Document extract below:

Today there’s a growing interest in finding our ethnic backgrounds. DNA testing, once used exclusively for identifying remains or in child support cases, is now also used to reveal your ethnic origins. Once a person uncovers their heritage, they may try to connect to their ancestors by expanding their diet to include foods that originate or are very popular to their hereditary nationality.
Irish and Scottish Foods
For instance, take the last name Miller. The Millers settled primarily in the eastern part of the United States and, according to recorded records dating back to 1840, the Miller last name origin actually comes from parts of Northern Ireland and Scotland. If you’ve always preferred your meat and potatoes to vegetarian or other ethnic dishes, there’s a reason. The Irish heritage is big on potatoes and bread. In fact, many of their meals include them. The Ulster Fry, for example, is a large breakfast with black pudding, Irish potato bread, eggs, bacon, and soda farl, and is a tradition in Northern Ireland. However, it’s also popular (in a varied version) in England and Scotland, too. Boxty (also known as potato pancakes), Lamb Irish Stew and Champ (a potato dish), are a few of meals that the Irish heritage enjoys.
In Scotland, haggis is a traditional meat dish derived from sheep’s puck chopped up and combined with select spices, suet, oatmeal, and onions that are then wrapped in the lining of the animal’s intestine. Other iconic foods include neeps and tatties (turnips and potatoes), and bangers and mash.
If you recently discovered that you possess German DNA and you love to throw back a frothy cold one, your newly discovered German roots may help to explain things. Germans are known for having beer at their dinner table nightly, with smaller servings poured for the youngsters. Aside from their fondness of beer, traditional German foods are plentiful, and many are quite common in the United States. That’s because many of the Germans came to this country in the early to mid-1800s. When it comes to meat, pork and beef dominate with plentiful types of sausage–many of which come served with a hearty helping of sauerkraut (also native to Germany). And, similar to the Irish, they also enjoy potatoes with their meals such as Kartoffelpuffer and Kartoffelkloesse, also known as potato pancakes and potato dumplings.
When you think Italian food, the first thing that pops in is food with red sauce and cheese. While Italy does have a rich food history dating back to the early 1800s with familiar favorites like tortellini, spaghetti, lasagna, and pizza, those are not all the foods in their heritage. Italy is very diverse as a country and, as such, certain regions specialize in different foods. For instance, if you go on vacation with your family to coastal areas, you’ll find a menu with mainly seafood while other areas inland feature Ribolitta (peasant soup), Risotto, a thick steak, and Squash Blossoms.
Traditional Spanish Food
People unfamiliar with different ethnic backgrounds may perceive Mexican and Spanish foods as one and the same. However, they are very different. Like Italy, Spain is a diverse country where, depending on the region, the foods change. If you were to compare foods by their use of their basic ingredients, spices and such, they are more in line with the foods of Portugal more than any other country. Some of the notable foods in Spain are croquettes, Gazpacho (cold tomato soup), bean stews and Paella (a rice-based dish that you can have with chicken, rabbit or even seafood). Discovering your roots is very exciting, and it may even explain your love for certain types of foods. Now that you know where you come from, you’ll have lots of time to learn new and exciting recipes from your native land.

End of Document extract.
Data records below:

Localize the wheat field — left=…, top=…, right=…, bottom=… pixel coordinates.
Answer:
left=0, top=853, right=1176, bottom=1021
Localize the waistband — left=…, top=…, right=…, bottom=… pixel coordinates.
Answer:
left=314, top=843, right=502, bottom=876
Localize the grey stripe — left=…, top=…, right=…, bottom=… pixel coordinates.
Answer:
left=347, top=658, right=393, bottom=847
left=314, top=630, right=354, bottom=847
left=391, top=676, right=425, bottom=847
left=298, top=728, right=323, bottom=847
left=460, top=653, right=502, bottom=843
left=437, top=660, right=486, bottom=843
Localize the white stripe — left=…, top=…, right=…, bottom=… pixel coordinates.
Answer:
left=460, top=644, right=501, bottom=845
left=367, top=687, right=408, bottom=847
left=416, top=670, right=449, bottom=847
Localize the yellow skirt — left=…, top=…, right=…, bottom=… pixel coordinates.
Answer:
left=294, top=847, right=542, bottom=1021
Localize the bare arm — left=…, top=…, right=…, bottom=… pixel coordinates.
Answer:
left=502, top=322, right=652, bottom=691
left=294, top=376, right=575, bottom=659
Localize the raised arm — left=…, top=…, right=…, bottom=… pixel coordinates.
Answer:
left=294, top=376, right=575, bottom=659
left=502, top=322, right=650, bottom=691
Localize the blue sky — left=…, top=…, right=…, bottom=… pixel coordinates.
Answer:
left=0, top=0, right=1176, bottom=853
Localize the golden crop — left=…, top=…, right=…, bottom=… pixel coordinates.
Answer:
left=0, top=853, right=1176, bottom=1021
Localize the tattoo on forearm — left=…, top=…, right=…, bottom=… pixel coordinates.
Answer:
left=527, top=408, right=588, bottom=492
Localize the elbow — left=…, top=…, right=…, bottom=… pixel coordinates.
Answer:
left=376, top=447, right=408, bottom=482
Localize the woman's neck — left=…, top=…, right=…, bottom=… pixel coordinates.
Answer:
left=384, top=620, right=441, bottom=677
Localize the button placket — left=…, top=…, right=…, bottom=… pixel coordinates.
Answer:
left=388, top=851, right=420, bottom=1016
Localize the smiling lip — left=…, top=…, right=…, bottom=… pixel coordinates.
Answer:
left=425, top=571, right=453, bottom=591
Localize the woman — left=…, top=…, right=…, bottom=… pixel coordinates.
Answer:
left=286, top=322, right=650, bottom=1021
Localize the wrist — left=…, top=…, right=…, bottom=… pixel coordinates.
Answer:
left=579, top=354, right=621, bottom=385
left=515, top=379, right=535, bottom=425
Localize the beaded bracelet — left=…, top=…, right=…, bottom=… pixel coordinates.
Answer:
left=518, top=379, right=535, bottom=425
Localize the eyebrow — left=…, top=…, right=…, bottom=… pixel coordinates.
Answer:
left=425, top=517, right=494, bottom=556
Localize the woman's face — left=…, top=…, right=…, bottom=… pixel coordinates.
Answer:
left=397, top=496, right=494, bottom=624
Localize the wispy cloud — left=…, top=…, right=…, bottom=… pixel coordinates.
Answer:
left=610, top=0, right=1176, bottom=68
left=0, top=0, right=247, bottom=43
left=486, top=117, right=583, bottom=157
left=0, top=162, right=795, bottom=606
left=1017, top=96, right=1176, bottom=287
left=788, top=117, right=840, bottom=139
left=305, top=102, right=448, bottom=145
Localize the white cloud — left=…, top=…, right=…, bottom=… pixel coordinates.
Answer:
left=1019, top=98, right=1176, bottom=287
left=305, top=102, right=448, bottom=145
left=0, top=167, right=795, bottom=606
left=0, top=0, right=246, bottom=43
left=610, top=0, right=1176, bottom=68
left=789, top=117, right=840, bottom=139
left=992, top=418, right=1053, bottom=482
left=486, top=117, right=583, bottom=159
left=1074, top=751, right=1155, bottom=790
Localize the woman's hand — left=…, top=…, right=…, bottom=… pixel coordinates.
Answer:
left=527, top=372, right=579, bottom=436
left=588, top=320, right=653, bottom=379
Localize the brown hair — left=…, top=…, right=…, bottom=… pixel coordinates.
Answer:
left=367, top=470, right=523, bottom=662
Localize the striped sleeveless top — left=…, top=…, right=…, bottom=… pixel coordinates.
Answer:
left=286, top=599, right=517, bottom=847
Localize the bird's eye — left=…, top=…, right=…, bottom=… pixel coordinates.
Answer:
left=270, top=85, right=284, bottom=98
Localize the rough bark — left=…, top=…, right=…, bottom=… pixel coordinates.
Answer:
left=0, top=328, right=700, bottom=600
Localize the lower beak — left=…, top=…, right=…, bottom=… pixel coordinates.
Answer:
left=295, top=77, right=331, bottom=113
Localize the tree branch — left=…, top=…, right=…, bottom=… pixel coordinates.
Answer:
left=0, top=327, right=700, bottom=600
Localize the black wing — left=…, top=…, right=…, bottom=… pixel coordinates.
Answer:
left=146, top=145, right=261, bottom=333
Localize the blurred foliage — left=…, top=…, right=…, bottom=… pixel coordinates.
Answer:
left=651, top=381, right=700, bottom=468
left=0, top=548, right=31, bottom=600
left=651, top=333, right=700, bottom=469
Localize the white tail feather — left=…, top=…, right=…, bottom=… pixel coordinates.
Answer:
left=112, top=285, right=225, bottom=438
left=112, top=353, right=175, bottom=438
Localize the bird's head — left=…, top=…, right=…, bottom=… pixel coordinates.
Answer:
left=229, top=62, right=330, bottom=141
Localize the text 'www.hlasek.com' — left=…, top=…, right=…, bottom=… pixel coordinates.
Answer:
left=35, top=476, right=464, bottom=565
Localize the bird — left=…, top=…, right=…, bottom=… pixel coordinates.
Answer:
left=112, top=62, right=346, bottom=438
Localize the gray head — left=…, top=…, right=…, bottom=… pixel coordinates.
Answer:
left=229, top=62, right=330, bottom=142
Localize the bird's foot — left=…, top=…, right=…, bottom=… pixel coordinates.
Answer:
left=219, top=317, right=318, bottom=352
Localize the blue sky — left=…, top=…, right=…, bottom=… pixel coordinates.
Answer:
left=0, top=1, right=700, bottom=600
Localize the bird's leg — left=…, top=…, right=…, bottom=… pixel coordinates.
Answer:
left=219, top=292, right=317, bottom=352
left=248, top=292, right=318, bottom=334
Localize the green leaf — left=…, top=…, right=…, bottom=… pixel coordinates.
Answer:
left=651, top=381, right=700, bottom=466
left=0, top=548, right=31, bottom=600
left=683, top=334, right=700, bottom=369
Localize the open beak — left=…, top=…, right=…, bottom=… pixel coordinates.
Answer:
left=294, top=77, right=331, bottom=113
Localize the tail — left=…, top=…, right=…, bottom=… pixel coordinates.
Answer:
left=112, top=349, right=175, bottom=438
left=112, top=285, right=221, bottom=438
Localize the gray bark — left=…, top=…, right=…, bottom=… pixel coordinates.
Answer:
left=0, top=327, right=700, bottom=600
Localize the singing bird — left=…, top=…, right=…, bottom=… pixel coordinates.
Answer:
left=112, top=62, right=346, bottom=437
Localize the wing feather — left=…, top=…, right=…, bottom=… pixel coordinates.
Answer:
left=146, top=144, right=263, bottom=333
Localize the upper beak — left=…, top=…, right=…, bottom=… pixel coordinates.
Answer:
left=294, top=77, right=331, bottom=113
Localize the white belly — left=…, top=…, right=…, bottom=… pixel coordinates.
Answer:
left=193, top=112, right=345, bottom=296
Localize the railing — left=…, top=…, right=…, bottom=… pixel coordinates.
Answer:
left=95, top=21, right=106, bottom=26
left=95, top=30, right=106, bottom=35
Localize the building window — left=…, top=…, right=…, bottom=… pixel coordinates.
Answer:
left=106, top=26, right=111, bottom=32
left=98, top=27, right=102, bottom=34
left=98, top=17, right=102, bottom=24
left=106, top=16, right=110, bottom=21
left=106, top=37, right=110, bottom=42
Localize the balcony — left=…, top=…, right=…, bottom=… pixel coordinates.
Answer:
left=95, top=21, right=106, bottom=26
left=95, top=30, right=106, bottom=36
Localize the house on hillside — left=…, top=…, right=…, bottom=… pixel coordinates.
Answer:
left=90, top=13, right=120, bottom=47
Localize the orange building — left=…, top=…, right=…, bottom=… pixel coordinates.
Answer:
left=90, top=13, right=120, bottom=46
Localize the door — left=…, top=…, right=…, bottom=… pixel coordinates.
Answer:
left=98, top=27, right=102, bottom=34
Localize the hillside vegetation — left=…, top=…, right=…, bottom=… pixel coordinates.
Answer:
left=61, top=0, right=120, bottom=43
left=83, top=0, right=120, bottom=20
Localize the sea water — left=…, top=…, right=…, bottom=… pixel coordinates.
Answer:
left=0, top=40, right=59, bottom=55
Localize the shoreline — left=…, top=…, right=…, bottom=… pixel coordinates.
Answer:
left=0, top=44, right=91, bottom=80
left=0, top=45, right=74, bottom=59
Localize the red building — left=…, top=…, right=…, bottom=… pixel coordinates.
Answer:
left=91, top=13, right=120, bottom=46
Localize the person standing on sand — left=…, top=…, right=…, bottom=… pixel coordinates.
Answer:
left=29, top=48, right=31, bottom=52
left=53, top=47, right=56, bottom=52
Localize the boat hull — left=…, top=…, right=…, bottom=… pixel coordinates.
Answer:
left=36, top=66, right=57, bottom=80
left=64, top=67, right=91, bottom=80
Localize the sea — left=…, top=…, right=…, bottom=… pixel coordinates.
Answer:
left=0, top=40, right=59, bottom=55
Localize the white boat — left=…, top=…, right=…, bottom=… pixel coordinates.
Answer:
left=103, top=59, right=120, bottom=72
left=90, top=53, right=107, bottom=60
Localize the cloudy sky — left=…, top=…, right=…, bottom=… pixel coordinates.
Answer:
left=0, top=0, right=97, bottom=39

End of Data records.

Using the information:
- A) In the heritage foods piece, which country's foods are Spanish foods most in line with when compared by their basic ingredients and spices?
- B) Please transcribe the heritage foods piece word for word, starting at "If you recently" and ending after "and potato dumplings.".

Activity answers:
- A) Portugal.

- B)
If you recently discovered that you possess German DNA and you love to throw back a frothy cold one, your newly discovered German roots may help to explain things. Germans are known for having beer at their dinner table nightly, with smaller servings poured for the youngsters. Aside from their fondness of beer, traditional German foods are plentiful, and many are quite common in the United States. That’s because many of the Germans came to this country in the early to mid-1800s. When it comes to meat, pork and beef dominate with plentiful types of sausage–many of which come served with a hearty helping of sauerkraut (also native to Germany). And, similar to the Irish, they also enjoy potatoes with their meals such as Kartoffelpuffer and Kartoffelkloesse, also known as potato pancakes and potato dumplings.